Using the information |
a. According to the article on asthma and traffic pollution, what was the average cost of a single episode of bronchitic symptoms in Riverside?
b. Return the passage of the article on asthma and traffic pollution from "Study results also" to "areas with pollution.", copied without any changes.

Selected passage |
++++++

The cases of asthma, and the costs related to traffic related air pollution, are much higher than generally perceived, according to a study published in the early online version of the European Respiratory Journal.

Resource economist Sylvia Brandt, from the University of Massachusetts Amherst, along with colleagues from California and Switzerland, revised the cost burden for asthma cases. For the first time they included childhood cases, and showed how many of these childhood cases were linked to air pollution.

The study was conducted in communities within Long Beach and Riverside, California, with high regional air pollution levels and large roads near residential neighborhoods.

The research team found that asthma caused by air-pollution in these neighborhoods, were about $18 million per year, and half of that amount was due to new cases of asthma caused by pollution.

Study results also revealed that a single episode of bronchitic symptoms cost an average of $972 in Riverside and $915 in Long Beach. Additionally, researchers say that those also living in large cities may share the same numerical outcome, compared to those people living in smaller cities that have less areas with pollution.

++++++

Data extract |
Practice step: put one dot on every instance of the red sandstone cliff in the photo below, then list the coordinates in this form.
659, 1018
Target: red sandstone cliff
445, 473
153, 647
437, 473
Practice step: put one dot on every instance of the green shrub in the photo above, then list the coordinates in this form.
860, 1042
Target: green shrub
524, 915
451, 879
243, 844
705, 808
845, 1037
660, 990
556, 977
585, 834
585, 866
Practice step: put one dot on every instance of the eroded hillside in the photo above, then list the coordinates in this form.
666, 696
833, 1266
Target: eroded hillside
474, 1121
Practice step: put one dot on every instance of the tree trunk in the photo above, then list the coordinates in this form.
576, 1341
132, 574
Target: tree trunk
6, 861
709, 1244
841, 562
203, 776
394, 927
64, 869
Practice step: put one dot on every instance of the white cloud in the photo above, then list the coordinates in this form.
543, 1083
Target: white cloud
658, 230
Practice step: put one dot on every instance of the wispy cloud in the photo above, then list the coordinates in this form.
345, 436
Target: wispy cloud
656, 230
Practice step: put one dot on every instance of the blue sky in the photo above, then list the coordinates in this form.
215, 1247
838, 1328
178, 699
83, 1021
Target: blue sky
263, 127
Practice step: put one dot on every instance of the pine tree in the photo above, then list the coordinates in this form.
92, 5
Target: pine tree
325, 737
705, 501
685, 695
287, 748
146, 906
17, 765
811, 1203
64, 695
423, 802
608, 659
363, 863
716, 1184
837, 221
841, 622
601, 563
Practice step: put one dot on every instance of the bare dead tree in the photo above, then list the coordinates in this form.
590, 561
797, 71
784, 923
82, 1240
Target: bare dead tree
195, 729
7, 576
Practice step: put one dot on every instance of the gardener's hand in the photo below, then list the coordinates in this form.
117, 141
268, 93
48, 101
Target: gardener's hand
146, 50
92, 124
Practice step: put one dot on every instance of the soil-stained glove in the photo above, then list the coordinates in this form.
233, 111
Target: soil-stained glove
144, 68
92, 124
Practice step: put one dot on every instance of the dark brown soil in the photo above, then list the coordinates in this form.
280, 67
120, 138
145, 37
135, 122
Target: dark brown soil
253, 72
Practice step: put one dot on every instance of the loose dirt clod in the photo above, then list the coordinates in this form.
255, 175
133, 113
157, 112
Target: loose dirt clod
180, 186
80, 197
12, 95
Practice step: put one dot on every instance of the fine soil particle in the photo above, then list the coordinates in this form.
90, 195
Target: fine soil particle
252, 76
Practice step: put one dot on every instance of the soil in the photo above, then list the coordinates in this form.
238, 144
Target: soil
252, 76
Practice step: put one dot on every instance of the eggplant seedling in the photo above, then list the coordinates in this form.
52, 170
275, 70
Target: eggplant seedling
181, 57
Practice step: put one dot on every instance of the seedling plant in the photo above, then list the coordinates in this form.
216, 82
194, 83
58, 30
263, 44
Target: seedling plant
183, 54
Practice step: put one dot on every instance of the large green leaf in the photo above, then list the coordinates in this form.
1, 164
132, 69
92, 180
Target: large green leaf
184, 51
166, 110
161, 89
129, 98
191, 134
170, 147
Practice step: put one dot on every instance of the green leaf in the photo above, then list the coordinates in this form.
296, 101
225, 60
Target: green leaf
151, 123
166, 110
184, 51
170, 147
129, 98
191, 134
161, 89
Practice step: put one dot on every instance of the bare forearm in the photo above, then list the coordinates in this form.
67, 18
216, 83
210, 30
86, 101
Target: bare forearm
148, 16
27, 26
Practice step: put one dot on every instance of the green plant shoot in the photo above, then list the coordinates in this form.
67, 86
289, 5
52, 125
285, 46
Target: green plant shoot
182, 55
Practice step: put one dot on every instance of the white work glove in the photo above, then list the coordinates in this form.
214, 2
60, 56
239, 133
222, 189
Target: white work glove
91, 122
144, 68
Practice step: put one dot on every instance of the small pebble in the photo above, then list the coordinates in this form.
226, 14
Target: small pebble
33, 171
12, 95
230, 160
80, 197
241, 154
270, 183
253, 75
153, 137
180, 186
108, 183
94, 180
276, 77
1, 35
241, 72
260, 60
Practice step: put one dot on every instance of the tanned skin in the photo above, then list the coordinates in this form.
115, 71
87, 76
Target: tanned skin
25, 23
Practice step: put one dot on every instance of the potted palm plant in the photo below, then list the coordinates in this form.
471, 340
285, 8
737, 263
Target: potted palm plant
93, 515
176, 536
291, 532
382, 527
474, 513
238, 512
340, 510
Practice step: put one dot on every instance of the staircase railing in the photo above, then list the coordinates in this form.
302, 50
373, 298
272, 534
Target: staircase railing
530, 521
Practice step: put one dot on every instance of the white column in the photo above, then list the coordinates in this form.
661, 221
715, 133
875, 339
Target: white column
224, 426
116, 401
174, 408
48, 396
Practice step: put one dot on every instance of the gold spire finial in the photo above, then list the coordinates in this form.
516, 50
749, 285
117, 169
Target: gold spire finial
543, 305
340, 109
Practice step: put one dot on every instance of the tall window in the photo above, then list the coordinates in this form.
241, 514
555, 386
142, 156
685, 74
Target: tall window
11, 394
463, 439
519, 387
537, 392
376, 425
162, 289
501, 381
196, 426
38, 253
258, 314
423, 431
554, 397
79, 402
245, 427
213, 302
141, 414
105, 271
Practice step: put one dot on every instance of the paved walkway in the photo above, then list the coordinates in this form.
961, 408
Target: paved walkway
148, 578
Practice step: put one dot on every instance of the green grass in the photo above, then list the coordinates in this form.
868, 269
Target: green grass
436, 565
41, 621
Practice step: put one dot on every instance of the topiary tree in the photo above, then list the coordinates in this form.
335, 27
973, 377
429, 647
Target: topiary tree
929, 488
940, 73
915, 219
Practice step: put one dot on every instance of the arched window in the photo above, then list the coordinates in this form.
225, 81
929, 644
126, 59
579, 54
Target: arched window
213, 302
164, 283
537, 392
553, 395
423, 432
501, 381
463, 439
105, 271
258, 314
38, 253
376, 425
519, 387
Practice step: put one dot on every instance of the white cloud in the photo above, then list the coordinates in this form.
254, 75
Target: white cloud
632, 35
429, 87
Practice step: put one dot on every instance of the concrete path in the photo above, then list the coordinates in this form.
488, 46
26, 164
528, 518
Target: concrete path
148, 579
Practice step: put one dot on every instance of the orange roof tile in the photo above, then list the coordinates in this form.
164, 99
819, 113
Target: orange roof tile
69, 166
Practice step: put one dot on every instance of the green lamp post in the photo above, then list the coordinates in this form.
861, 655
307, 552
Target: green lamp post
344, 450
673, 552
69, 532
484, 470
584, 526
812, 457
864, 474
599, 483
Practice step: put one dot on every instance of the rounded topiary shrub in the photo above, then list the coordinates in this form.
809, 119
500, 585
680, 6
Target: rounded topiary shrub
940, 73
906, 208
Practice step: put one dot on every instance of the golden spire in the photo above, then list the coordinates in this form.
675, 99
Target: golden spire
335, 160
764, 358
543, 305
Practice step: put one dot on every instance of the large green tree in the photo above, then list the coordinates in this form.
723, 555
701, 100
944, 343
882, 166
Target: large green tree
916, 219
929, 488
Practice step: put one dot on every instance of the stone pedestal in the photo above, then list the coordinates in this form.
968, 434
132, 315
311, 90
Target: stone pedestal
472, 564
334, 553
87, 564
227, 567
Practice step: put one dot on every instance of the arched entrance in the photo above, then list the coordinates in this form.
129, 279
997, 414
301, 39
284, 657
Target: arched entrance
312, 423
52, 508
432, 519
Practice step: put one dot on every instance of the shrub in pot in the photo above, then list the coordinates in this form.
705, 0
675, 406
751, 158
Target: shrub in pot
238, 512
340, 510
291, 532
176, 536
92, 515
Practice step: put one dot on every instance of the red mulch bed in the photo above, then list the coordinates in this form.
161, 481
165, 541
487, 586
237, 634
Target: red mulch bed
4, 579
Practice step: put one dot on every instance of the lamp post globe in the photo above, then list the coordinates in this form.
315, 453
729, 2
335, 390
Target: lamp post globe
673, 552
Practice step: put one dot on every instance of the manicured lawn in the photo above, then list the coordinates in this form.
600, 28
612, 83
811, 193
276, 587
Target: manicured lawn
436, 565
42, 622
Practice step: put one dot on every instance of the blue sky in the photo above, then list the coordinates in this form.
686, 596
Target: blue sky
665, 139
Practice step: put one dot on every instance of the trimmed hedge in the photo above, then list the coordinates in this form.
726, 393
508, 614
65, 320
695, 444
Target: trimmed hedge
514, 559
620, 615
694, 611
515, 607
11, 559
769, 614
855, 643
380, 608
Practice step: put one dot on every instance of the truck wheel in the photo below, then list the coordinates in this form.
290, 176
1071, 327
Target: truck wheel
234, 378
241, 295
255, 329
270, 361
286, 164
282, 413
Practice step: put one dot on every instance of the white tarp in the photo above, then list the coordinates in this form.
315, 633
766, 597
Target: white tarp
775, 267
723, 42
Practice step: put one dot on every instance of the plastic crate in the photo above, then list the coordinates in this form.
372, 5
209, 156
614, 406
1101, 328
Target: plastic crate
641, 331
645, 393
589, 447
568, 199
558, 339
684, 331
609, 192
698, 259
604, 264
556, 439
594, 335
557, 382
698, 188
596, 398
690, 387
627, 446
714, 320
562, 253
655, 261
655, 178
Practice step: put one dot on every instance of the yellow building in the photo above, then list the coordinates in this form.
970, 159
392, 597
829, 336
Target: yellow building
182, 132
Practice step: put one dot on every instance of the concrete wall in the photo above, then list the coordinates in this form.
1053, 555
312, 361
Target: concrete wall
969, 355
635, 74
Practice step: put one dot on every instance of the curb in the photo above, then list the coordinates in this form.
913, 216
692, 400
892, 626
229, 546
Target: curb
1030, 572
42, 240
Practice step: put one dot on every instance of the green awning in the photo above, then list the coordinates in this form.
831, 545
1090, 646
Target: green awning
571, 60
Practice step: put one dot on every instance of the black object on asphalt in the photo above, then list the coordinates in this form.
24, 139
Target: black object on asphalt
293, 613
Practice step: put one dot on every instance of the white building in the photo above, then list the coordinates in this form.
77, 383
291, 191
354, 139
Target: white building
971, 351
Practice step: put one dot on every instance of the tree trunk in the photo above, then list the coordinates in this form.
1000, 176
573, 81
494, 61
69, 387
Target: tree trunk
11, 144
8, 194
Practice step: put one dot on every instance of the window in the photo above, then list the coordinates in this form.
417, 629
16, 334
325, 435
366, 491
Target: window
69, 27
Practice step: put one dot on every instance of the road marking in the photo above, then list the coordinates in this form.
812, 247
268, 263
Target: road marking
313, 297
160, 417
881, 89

++++++

Answers for the tasks |
a. $972

b.
Study results also revealed that a single episode of bronchitic symptoms cost an average of $972 in Riverside and $915 in Long Beach. Additionally, researchers say that those also living in large cities may share the same numerical outcome, compared to those people living in smaller cities that have less areas with pollution.